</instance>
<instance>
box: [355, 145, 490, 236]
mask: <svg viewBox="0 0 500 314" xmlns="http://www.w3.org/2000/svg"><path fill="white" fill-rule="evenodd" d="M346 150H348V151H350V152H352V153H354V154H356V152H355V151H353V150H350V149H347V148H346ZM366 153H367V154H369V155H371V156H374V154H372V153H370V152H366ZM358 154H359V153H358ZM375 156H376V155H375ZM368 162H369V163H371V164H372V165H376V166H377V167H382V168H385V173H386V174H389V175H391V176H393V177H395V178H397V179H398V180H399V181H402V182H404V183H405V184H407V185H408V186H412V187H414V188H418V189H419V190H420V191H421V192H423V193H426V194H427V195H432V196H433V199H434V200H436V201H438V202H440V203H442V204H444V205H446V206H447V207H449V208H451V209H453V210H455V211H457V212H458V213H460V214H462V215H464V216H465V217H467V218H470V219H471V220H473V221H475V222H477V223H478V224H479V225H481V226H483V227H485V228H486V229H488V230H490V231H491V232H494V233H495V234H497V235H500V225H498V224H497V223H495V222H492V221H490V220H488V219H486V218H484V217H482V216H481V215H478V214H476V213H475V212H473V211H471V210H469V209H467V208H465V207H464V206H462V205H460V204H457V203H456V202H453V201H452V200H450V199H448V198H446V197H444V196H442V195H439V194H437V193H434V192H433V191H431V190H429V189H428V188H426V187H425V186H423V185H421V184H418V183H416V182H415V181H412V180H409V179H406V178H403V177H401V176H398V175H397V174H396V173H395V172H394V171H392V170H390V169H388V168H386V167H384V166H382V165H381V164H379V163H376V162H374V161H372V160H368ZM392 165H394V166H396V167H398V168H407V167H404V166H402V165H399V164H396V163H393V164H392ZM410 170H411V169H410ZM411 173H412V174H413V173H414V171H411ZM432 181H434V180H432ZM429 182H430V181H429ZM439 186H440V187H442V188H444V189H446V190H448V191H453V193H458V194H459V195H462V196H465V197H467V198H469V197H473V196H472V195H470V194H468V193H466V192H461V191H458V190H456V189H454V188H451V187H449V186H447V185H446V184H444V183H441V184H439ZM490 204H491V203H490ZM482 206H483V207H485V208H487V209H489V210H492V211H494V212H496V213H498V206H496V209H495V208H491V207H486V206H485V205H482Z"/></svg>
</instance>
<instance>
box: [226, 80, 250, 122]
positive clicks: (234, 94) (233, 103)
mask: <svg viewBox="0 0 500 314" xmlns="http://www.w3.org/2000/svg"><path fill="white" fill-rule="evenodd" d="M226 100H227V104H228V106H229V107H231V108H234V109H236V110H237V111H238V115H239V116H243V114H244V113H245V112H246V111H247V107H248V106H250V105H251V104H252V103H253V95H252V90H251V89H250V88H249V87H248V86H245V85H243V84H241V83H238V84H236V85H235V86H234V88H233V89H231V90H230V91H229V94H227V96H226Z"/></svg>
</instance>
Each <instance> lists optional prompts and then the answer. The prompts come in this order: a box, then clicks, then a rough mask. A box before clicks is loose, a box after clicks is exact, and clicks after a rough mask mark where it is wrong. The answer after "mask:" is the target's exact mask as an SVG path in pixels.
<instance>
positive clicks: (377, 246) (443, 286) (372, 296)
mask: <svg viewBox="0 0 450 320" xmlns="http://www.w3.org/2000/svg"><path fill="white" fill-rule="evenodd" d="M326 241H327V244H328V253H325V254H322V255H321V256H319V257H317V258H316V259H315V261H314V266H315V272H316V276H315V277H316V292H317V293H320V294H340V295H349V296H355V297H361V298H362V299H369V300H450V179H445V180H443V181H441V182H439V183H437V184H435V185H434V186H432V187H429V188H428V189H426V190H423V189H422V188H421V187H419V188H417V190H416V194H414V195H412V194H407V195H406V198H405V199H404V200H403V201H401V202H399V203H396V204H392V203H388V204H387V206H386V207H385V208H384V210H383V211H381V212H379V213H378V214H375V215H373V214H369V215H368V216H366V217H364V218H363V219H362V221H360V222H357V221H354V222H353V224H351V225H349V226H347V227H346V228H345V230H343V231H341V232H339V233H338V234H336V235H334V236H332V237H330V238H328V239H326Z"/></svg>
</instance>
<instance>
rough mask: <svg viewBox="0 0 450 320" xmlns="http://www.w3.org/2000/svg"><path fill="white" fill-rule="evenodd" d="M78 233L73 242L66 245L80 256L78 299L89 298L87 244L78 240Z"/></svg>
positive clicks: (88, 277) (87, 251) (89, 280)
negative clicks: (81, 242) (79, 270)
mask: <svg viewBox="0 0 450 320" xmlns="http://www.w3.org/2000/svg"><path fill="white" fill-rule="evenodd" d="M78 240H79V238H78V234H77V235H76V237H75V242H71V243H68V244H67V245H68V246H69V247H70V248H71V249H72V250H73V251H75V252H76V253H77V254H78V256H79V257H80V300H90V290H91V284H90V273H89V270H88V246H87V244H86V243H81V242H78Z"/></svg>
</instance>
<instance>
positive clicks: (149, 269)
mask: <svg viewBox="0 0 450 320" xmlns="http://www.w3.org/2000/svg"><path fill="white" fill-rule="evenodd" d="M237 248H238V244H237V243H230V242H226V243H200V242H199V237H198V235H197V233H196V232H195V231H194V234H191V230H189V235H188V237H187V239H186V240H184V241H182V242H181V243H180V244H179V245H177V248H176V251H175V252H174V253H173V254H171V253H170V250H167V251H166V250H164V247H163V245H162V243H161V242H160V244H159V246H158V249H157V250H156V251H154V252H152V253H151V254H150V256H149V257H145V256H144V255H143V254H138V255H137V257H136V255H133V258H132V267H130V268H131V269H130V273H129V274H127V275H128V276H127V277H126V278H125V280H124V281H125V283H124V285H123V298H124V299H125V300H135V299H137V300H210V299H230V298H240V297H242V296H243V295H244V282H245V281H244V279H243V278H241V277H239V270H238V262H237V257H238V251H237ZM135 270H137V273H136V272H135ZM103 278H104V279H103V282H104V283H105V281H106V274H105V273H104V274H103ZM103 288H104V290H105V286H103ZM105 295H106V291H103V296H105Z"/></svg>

Exercise goal:
Among the lines of the material, some contain the string "rough". State how many, and nothing more.

Task output:
2